[Provided entries start]

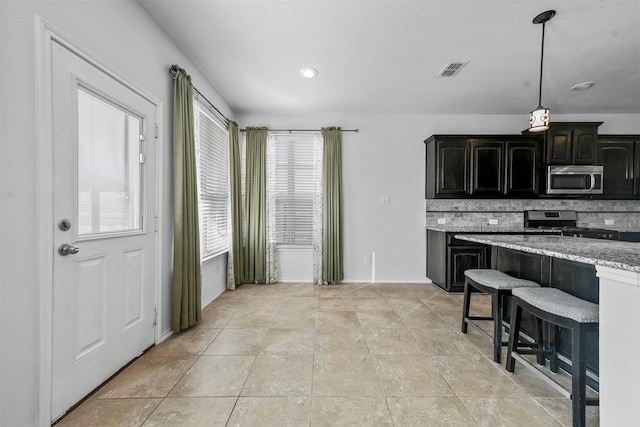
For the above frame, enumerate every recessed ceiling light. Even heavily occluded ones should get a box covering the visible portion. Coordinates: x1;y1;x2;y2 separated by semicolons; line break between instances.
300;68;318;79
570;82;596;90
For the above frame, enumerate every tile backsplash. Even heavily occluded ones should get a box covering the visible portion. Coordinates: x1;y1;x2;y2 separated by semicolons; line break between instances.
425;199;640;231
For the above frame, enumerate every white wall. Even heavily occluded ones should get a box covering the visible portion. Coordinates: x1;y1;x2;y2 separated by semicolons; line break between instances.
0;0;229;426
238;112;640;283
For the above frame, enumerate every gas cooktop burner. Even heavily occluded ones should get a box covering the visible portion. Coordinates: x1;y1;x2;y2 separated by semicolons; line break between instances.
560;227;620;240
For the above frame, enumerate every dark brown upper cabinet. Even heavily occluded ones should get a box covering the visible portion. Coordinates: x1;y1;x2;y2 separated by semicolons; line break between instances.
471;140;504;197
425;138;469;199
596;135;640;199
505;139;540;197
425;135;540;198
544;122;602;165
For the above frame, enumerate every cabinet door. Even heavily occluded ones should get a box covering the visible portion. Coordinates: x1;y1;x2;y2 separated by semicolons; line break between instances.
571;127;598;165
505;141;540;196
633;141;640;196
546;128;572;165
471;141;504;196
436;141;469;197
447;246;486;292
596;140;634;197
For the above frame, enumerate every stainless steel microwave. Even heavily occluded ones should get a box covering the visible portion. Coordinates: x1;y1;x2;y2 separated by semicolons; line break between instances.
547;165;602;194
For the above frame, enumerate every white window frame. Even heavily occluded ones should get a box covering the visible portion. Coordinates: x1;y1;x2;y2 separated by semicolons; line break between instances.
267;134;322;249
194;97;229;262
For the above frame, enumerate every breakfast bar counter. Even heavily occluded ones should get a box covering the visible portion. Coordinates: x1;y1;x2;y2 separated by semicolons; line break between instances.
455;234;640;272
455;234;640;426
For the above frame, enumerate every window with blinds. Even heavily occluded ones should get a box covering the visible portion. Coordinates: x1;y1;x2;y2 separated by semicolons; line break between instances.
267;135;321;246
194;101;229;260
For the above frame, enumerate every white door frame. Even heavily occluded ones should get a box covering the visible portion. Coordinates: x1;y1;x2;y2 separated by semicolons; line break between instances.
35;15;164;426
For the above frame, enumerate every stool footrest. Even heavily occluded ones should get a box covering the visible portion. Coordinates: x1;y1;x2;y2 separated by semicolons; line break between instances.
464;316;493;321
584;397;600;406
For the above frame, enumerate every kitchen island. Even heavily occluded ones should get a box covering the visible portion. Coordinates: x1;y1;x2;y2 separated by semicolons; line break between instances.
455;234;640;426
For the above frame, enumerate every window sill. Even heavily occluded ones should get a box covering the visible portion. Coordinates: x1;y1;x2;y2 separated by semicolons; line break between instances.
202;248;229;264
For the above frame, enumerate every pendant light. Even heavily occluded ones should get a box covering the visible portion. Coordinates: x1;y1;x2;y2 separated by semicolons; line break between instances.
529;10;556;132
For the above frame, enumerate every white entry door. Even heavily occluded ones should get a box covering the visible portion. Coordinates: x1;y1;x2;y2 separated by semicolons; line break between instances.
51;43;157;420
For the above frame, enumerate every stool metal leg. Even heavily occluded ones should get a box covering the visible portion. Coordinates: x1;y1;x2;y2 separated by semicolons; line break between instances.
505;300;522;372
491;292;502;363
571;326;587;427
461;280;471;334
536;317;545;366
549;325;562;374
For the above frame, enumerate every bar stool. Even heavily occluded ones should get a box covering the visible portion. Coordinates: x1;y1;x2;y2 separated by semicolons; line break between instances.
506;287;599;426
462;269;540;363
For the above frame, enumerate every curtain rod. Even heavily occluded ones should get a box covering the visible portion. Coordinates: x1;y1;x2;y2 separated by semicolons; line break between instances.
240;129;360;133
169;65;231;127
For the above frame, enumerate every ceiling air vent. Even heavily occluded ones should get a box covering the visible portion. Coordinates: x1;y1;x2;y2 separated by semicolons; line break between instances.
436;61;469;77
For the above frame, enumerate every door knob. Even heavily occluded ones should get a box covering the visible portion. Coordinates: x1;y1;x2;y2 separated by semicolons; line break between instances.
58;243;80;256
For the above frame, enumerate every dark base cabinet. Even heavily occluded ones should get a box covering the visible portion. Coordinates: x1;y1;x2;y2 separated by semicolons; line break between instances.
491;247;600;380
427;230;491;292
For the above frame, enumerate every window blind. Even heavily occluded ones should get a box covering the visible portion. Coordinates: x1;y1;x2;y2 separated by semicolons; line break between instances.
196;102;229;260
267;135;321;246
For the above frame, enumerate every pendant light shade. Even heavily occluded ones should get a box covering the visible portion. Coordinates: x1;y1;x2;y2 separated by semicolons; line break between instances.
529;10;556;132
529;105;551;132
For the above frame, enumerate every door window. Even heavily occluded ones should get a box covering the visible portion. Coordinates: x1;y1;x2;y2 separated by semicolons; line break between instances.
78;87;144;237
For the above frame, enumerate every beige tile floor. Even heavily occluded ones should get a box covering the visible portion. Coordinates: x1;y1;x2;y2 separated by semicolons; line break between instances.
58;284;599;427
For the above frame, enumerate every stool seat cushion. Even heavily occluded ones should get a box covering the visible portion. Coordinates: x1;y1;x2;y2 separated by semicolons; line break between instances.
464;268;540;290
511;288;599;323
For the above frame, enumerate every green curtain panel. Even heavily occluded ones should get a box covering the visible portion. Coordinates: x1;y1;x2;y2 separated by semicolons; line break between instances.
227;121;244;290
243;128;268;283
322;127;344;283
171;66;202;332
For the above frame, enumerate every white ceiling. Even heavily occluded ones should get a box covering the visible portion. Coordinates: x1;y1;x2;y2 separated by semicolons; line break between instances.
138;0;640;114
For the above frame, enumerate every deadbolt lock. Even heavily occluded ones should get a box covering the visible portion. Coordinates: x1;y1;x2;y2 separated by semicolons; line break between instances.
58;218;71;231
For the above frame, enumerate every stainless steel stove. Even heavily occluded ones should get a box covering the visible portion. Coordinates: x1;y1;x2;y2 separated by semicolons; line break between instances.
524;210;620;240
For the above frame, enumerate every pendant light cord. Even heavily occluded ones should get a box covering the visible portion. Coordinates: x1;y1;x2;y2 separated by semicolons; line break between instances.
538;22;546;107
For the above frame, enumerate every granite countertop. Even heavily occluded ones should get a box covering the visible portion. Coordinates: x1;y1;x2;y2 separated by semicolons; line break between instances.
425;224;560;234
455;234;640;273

[Provided entries end]
[Provided entries start]

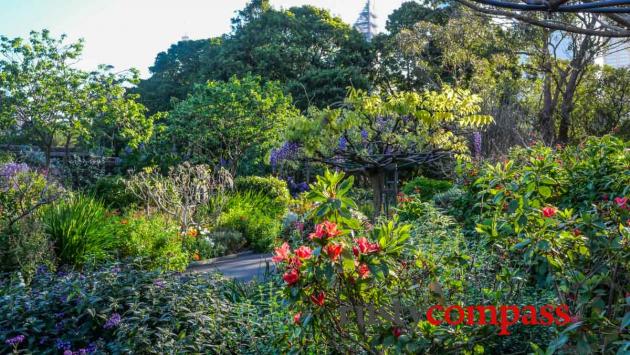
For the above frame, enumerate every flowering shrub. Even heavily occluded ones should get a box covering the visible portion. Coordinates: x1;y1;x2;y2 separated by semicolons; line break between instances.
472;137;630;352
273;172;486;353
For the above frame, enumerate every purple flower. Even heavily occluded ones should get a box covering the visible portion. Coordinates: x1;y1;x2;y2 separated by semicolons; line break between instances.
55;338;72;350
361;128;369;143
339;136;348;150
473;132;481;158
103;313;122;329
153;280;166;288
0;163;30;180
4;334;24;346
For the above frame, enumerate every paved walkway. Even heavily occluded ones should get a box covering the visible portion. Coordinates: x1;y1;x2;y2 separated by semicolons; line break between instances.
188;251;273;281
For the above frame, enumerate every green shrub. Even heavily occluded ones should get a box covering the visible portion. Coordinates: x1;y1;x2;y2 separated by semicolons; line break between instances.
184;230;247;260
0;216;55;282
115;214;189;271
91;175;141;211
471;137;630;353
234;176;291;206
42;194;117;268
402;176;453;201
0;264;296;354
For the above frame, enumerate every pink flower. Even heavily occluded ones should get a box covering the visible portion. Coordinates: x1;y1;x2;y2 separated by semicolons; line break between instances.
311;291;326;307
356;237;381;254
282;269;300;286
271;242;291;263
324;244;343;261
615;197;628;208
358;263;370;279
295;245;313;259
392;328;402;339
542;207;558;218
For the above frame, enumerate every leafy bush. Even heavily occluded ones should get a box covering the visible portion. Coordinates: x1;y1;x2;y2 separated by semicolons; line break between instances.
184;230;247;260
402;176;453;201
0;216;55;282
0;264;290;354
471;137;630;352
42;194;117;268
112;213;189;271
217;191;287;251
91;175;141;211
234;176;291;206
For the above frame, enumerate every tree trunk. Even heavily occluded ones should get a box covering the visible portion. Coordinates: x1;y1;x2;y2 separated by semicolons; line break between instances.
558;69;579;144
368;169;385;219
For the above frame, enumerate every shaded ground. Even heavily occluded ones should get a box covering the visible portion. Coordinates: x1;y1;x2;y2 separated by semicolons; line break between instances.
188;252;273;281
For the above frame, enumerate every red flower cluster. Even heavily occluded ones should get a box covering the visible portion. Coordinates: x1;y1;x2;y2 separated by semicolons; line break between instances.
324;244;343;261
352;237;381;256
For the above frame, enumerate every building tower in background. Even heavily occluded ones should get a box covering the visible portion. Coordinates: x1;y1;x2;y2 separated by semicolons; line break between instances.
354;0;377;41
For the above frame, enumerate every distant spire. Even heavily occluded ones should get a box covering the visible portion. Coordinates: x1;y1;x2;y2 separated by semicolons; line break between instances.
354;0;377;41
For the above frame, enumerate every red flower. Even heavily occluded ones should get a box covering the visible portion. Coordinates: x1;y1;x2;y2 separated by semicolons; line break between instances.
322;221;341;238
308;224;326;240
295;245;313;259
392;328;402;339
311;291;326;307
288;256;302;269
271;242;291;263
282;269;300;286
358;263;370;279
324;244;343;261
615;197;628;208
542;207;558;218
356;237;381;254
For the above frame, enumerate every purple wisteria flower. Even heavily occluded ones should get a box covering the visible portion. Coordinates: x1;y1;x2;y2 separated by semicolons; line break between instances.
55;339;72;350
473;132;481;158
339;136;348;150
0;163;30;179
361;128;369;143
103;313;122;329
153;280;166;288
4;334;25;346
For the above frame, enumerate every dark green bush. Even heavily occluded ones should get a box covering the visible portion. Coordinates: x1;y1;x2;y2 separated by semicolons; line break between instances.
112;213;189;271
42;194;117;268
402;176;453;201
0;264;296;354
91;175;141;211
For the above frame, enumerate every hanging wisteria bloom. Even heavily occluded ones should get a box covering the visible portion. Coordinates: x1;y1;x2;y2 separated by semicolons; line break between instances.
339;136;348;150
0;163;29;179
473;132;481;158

[Provided entries end]

Pick out and copy every line above that contains the string "steel". Case counts.

For the above frame, enumerate every stainless steel microwave. Even heavily occluded ones should get a box covering the visible portion. Coordinates: x1;y1;x2;y2 separated by semicolons; line break between instances.
For the above frame, enumerate every stainless steel stove. Even heavily occluded ones should get a box covering the visible portion. Coordinates: x1;y1;x2;y2 separated by semicolons; line break between instances.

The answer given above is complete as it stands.